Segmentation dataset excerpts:
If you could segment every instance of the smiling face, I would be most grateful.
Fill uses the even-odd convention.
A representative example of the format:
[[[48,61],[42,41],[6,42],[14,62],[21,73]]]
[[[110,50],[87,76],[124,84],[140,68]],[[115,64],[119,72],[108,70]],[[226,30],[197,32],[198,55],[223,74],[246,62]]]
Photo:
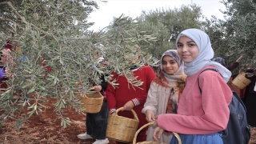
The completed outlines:
[[[186,63],[191,62],[198,56],[199,50],[197,44],[186,36],[180,37],[177,47],[178,55]]]
[[[162,60],[162,68],[168,75],[172,75],[178,70],[177,62],[171,57],[166,55]]]

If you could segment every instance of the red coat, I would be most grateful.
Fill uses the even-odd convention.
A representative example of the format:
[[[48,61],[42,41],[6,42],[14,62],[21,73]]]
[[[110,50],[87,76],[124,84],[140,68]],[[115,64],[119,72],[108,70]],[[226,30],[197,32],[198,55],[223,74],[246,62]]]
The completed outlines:
[[[143,84],[140,86],[142,89],[134,87],[134,90],[130,84],[129,88],[127,79],[125,77],[118,76],[116,73],[112,73],[114,75],[113,78],[117,79],[116,82],[119,85],[114,89],[110,84],[108,84],[106,96],[110,110],[118,109],[122,107],[128,101],[136,99],[135,102],[137,102],[133,101],[135,105],[133,110],[136,112],[139,119],[138,128],[140,128],[147,123],[146,115],[142,113],[142,110],[144,107],[150,83],[152,80],[156,78],[156,74],[149,66],[140,67],[138,70],[134,71],[134,74],[135,77],[138,76],[138,80],[143,82]],[[130,111],[119,111],[118,115],[134,118],[134,115]]]

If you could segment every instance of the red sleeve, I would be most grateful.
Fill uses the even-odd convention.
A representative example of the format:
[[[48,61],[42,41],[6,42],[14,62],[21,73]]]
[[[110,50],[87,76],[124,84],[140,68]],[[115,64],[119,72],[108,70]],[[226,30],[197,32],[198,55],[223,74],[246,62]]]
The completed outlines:
[[[156,74],[150,66],[145,66],[144,69],[144,74],[146,75],[146,77],[143,78],[143,82],[145,82],[146,85],[144,86],[144,94],[137,97],[137,99],[139,102],[139,105],[144,105],[144,103],[146,102],[147,92],[150,90],[151,82],[156,78]]]
[[[111,74],[113,74],[112,79],[117,78],[117,74],[115,73],[111,73]],[[115,89],[110,83],[107,84],[106,90],[106,98],[109,110],[116,109]]]

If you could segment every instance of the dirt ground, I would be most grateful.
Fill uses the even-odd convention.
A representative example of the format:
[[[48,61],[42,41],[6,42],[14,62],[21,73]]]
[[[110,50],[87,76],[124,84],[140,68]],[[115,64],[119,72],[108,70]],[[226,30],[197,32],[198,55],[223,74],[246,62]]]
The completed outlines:
[[[231,89],[239,92],[234,86]],[[69,118],[72,121],[72,125],[63,129],[60,125],[60,121],[54,122],[56,115],[54,110],[54,99],[48,98],[46,104],[46,110],[39,115],[33,115],[26,123],[18,132],[14,128],[14,121],[9,120],[2,123],[0,129],[0,143],[3,144],[90,144],[94,139],[81,140],[77,135],[86,132],[85,126],[86,115],[79,114],[74,110],[69,109]],[[0,115],[3,110],[0,110]],[[114,143],[110,141],[110,143]],[[251,138],[250,144],[256,144],[256,128],[251,128]]]

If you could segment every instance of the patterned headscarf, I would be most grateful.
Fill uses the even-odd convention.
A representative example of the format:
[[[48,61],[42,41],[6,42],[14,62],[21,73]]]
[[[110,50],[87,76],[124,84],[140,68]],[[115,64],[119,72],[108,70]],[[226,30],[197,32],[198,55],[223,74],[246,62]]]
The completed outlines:
[[[214,52],[211,47],[209,36],[198,29],[187,29],[180,33],[177,38],[176,43],[182,36],[191,38],[198,46],[198,56],[191,62],[185,62],[185,74],[191,76],[206,66],[214,66],[222,74],[224,81],[227,82],[231,76],[231,72],[220,63],[210,61],[214,58]]]
[[[162,58],[165,56],[170,56],[174,58],[178,65],[178,70],[172,75],[169,75],[162,67]],[[162,55],[160,61],[159,76],[153,82],[166,88],[170,88],[170,98],[167,102],[166,113],[177,113],[178,100],[185,87],[185,80],[186,75],[184,74],[184,62],[178,56],[177,50],[166,50]]]

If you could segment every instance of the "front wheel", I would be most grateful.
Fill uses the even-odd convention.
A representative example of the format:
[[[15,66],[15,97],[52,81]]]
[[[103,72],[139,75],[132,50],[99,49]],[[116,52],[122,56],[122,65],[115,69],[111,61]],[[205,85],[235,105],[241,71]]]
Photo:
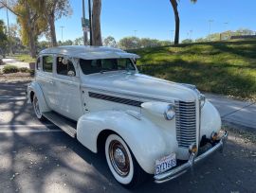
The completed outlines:
[[[40,110],[39,101],[38,101],[36,95],[34,95],[34,97],[33,97],[33,107],[34,107],[34,112],[35,112],[36,117],[40,121],[44,121],[45,117],[43,116],[43,114]]]
[[[121,137],[110,134],[105,142],[105,156],[115,179],[127,188],[143,183],[147,177]]]

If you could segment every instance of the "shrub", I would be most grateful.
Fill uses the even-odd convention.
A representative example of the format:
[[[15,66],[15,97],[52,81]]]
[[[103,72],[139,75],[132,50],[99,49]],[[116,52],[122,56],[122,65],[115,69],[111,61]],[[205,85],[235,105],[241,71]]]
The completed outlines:
[[[29,70],[30,76],[34,76],[35,75],[35,70]]]
[[[22,73],[30,73],[30,70],[27,67],[21,67],[19,68],[19,71]]]
[[[17,73],[17,72],[19,72],[19,69],[15,65],[6,65],[3,68],[3,73],[4,74]]]

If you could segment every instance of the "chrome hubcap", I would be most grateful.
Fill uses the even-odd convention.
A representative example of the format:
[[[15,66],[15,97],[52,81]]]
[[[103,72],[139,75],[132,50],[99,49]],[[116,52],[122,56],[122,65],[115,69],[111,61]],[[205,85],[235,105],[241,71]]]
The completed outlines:
[[[130,162],[128,154],[121,143],[117,140],[112,141],[109,145],[109,158],[111,165],[119,176],[125,177],[129,174]]]
[[[38,103],[38,99],[37,97],[34,98],[34,110],[35,110],[35,114],[38,117],[41,117],[41,112],[40,112],[40,108],[39,108],[39,103]]]

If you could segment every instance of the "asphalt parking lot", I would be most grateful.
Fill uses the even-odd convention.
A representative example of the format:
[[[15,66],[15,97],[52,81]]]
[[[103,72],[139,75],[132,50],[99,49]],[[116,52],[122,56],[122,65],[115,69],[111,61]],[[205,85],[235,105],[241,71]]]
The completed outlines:
[[[105,160],[27,104],[28,81],[0,82],[0,192],[256,192],[256,145],[230,133],[192,173],[162,184],[149,179],[135,190],[115,182]]]

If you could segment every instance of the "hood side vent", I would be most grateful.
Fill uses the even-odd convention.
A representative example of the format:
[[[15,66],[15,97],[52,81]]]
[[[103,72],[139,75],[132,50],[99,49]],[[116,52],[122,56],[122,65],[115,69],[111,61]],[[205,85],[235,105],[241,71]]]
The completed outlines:
[[[195,102],[175,100],[176,139],[178,147],[189,148],[196,143]]]

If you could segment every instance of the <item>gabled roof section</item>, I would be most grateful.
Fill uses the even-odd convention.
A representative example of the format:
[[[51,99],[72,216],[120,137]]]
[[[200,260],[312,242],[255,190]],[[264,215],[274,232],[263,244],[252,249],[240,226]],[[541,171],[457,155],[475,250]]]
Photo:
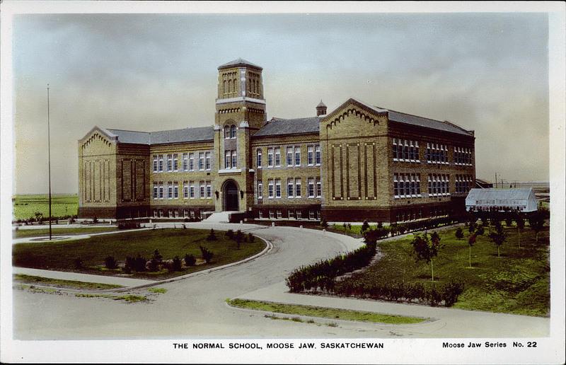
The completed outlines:
[[[137,132],[105,129],[120,143],[134,144],[161,144],[166,143],[212,141],[214,138],[212,127],[199,127],[159,132]]]
[[[214,139],[214,128],[210,127],[199,127],[196,128],[185,128],[170,131],[152,132],[151,133],[151,144],[176,142],[197,142],[200,141],[212,141]]]
[[[527,200],[533,193],[532,187],[516,187],[514,189],[472,189],[466,199],[470,200]],[[534,197],[534,195],[533,195]]]
[[[410,114],[395,112],[395,110],[388,110],[388,112],[389,115],[389,120],[393,122],[424,127],[425,128],[432,128],[444,132],[451,132],[458,134],[473,136],[473,132],[467,131],[448,121],[441,122],[440,120],[417,117]]]
[[[238,58],[238,59],[234,59],[231,62],[228,62],[227,64],[224,64],[223,65],[219,66],[218,69],[221,70],[224,69],[230,69],[232,67],[237,67],[238,66],[243,66],[245,67],[253,67],[254,69],[257,69],[260,71],[262,70],[262,67],[260,67],[257,64],[253,64],[253,63],[250,62],[249,61],[246,61],[246,59]]]
[[[122,129],[106,129],[117,139],[120,143],[149,144],[149,132],[126,131]]]
[[[320,119],[316,117],[297,119],[273,118],[258,130],[253,137],[318,133],[320,130]]]

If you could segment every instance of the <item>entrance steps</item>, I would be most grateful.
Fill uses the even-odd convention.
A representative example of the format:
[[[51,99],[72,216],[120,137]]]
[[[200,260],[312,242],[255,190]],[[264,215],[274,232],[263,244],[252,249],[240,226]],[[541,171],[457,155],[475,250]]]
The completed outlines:
[[[228,223],[230,221],[230,216],[238,212],[214,212],[204,219],[203,222],[207,223]]]

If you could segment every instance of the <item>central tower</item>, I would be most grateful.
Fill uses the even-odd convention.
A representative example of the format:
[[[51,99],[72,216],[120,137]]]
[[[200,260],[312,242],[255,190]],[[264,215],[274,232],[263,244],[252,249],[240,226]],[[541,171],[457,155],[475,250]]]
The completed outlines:
[[[250,138],[267,121],[262,69],[238,58],[218,67],[214,120],[216,211],[250,211],[253,181]]]

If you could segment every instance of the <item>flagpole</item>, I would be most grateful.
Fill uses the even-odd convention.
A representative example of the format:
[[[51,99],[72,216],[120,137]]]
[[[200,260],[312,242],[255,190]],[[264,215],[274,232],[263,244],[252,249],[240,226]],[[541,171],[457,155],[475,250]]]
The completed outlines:
[[[49,158],[49,241],[51,241],[51,136],[49,125],[49,83],[47,83],[47,156]]]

- [Exercise prompt] Rewrite the stretch of the listing from the line containing "If you could segment every instance of the <item>entrance" through the end of the listing, replacing "even-odd convention" with "nonzero winding rule" and leaving everything else as it is.

- [Solution]
If you could segment every instance of the <item>entrance steps</item>, I would be most grateful.
Fill uses the nonzero winding rule.
A representative example of the format:
[[[51,99],[72,216],[120,137]]]
[[[200,260],[312,242],[255,190]],[[264,215],[274,232],[263,244],[252,249],[240,226]],[[541,171],[457,155],[475,250]]]
The completed outlines:
[[[228,223],[230,221],[230,216],[238,212],[214,212],[204,219],[203,222],[207,223]]]

If you could segment every instance of the <item>central tower</item>, I would be most grateful.
Fill uses the nonzero winding rule.
A representative example of the format:
[[[51,99],[72,216],[120,137]]]
[[[200,260],[312,242],[255,190]],[[264,215],[274,232],[263,244],[252,249],[240,226]],[[541,171],[457,155],[475,250]]]
The completed outlines:
[[[250,138],[267,121],[262,69],[238,58],[218,67],[214,120],[216,211],[250,211],[253,181]]]

If you could segment every instance of the <item>flagpole</item>, I would be most grateful.
Fill uses the nonzero winding rule.
A representative example of the format:
[[[51,99],[72,216],[120,137]]]
[[[200,260],[312,242],[255,190]],[[264,215],[274,232],[263,244],[252,249],[240,226]],[[541,171],[457,155],[475,250]]]
The completed outlines:
[[[49,158],[49,241],[51,241],[51,136],[49,125],[49,83],[47,83],[47,156]]]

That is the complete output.